(Natural-language object grounding data)
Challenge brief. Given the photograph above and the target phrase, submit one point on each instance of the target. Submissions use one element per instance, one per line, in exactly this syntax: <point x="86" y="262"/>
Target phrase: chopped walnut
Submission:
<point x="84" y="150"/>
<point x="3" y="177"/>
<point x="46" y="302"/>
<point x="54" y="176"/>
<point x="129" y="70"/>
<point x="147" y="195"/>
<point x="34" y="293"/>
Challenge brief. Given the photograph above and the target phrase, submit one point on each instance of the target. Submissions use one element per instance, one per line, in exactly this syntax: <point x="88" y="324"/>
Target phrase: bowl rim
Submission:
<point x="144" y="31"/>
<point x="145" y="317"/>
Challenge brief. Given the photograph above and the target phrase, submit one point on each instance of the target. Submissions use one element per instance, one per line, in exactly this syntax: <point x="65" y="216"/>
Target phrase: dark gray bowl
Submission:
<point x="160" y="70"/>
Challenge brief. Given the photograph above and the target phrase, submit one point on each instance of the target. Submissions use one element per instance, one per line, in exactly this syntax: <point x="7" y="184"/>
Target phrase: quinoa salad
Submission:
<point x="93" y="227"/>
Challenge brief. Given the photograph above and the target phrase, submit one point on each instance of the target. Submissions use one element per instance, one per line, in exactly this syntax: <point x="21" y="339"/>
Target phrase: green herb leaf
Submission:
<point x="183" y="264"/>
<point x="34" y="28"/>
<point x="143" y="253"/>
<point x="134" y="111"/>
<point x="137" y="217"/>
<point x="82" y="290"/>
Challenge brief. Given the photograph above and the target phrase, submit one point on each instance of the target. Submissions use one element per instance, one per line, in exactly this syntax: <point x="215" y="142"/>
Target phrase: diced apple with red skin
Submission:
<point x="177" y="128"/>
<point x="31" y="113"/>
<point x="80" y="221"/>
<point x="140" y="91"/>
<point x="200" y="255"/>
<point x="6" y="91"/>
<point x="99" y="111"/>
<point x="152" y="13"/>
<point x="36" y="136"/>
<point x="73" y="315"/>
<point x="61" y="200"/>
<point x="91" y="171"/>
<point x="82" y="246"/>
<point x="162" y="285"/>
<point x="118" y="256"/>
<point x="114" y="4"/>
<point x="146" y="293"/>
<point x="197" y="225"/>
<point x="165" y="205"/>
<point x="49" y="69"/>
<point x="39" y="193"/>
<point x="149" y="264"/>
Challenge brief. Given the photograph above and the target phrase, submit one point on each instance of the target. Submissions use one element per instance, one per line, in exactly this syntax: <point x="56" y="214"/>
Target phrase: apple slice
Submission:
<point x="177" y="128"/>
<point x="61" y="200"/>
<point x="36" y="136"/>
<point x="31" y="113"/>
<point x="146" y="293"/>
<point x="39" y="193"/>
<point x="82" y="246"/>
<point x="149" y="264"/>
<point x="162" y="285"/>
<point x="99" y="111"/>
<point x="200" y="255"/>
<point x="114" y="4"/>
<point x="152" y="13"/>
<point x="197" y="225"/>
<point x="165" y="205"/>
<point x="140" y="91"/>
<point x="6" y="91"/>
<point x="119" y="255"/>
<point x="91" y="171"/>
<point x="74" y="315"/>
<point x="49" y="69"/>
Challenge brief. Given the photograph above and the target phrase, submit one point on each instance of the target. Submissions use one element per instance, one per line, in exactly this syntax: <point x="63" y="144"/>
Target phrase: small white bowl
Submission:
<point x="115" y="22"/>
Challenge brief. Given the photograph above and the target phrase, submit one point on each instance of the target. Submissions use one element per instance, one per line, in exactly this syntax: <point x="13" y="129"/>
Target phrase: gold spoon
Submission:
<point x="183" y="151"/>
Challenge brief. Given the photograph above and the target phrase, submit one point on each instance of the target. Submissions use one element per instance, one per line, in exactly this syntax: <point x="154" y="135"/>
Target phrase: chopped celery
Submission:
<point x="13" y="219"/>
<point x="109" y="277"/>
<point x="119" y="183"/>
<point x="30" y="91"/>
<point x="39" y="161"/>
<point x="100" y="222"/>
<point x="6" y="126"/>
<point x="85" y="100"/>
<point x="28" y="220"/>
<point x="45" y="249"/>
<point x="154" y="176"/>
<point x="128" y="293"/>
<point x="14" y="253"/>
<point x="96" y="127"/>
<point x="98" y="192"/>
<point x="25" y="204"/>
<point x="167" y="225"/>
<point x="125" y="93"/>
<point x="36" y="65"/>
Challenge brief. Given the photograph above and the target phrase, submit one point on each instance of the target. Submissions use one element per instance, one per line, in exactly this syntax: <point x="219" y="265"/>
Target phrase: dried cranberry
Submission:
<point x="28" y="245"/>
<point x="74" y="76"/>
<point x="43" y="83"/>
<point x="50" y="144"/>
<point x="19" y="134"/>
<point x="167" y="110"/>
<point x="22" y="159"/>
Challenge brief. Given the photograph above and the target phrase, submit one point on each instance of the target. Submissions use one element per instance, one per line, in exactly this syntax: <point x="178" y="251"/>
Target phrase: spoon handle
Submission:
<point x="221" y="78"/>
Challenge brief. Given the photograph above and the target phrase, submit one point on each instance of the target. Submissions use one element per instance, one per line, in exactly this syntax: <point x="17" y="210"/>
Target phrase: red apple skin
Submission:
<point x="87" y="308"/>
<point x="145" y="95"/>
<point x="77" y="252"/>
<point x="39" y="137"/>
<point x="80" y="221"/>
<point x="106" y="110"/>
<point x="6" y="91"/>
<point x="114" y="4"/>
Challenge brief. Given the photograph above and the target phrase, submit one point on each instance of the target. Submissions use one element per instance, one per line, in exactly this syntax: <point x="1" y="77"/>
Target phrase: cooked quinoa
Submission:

* What needs to be done: From the records above, show each line that contains the word "spoon".

* Answer:
Target phrase: gold spoon
Target phrase: spoon handle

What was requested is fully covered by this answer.